----- DATASET EXTRACT
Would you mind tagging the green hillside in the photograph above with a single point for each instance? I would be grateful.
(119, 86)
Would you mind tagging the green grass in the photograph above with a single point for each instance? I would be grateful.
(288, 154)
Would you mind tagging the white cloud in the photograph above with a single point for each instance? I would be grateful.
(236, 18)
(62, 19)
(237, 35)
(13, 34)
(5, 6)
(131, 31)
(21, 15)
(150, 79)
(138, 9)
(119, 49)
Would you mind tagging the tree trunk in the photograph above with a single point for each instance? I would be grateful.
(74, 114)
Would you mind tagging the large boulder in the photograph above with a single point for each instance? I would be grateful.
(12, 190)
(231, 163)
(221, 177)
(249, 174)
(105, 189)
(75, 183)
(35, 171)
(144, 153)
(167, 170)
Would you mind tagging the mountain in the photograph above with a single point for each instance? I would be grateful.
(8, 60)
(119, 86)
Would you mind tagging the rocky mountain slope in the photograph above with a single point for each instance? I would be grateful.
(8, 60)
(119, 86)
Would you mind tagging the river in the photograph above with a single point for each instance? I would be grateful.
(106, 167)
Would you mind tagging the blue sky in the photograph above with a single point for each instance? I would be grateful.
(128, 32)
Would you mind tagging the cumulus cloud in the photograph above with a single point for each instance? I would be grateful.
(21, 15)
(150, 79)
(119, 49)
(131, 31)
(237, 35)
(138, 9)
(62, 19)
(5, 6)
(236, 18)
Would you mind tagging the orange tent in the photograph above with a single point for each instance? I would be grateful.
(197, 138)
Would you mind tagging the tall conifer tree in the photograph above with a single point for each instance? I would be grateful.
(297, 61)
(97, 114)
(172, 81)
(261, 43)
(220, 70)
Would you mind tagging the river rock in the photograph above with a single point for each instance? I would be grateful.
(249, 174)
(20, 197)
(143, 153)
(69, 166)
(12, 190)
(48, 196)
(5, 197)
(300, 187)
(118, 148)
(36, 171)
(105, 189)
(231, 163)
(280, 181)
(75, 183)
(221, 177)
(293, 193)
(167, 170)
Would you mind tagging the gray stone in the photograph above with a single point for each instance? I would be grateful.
----------
WHAT YOU HAVE TO DO - Quote the lines above word for word, starting at the line that contains "Would you mind tagging the river rock" and ending at the last line of the records.

WRITTEN RESPONSE -
Would you mind tagging the river rock in the photograph above with a single point for each instance? I would be grateful.
(249, 174)
(20, 197)
(143, 153)
(69, 166)
(12, 190)
(48, 196)
(5, 197)
(300, 187)
(118, 148)
(36, 171)
(105, 189)
(231, 163)
(280, 181)
(75, 183)
(221, 177)
(293, 193)
(167, 170)
Would you mind tagging the gray stone in the photograph above with a single point for each instance? I would be grateful.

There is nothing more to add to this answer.